* Trecho do texto *
__________

Um depoimento a um Sr. “Alguém”

Exmo. Sr. “Alguém*

14 Abril de 2003

Um depoimento escrito, sobre as nossas Selecções Nacionais de Hóquei em Patins, do século XX, tendo por base o que me foi pedido, não é uma tarefa fácil, pois as recordações dos eventos e das imagens registadas são tantas que uma escolha relevante se torna complicada.

Mencionou na sua carta que “desde a mais tenra idade que grande parte do povo português mantém uma recordação mais ou menos viva de um desporto que, ao longo da marcha do tempo, marcou a auto-estima nacional, valorizando-a, indubitavelmente pelo seu prestígio e pelas suas conquistas aquém e além fronteiras.”

__________

[Excertos de um conjunto de dados de anotação de localizações]

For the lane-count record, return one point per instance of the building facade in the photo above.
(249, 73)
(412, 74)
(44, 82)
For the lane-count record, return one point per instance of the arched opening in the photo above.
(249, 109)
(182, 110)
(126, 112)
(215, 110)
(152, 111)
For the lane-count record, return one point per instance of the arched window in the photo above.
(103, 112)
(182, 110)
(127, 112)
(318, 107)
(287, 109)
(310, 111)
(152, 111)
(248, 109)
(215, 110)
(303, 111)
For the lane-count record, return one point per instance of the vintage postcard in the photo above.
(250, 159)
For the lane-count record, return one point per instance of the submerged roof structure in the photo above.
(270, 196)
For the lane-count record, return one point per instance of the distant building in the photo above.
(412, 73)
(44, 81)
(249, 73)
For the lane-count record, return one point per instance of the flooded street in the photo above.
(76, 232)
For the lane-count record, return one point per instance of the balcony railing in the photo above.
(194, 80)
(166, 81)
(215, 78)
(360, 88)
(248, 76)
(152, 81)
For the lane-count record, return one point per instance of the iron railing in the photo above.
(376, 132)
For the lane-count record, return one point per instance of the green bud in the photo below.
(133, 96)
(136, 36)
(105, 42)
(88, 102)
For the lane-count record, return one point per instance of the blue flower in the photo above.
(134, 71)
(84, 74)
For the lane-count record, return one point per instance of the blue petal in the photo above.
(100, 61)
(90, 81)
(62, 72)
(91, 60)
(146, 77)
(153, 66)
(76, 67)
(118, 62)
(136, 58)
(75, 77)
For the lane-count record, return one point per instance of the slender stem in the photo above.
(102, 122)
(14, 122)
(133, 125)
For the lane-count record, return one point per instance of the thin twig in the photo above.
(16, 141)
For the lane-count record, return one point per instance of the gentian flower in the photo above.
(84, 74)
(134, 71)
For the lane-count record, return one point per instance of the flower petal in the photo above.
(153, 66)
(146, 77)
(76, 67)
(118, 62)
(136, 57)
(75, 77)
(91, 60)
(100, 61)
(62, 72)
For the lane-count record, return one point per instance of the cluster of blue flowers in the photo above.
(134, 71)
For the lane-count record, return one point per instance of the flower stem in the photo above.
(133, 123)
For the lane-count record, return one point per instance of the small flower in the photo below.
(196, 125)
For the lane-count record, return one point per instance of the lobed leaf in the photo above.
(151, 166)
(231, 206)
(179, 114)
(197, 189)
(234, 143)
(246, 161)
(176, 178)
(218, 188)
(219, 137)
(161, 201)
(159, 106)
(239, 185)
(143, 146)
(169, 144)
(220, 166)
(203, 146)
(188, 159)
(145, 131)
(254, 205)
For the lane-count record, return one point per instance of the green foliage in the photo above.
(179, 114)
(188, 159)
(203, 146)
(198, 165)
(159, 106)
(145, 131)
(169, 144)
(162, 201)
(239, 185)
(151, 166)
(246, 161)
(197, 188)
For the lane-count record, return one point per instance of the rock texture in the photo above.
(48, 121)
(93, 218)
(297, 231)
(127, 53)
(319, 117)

__________

* O que fazer *
Extraia do texto sobre o hóquei em patins, sem qualquer alteração, o trecho que vai de "Um depoimento escrito, sobre" até "se torna complicada.".

* Resposta esperada *
Um depoimento escrito, sobre as nossas Selecções Nacionais de Hóquei em Patins, do século XX, tendo por base o que me foi pedido, não é uma tarefa fácil, pois as recordações dos eventos e das imagens registadas são tantas que uma escolha relevante se torna complicada.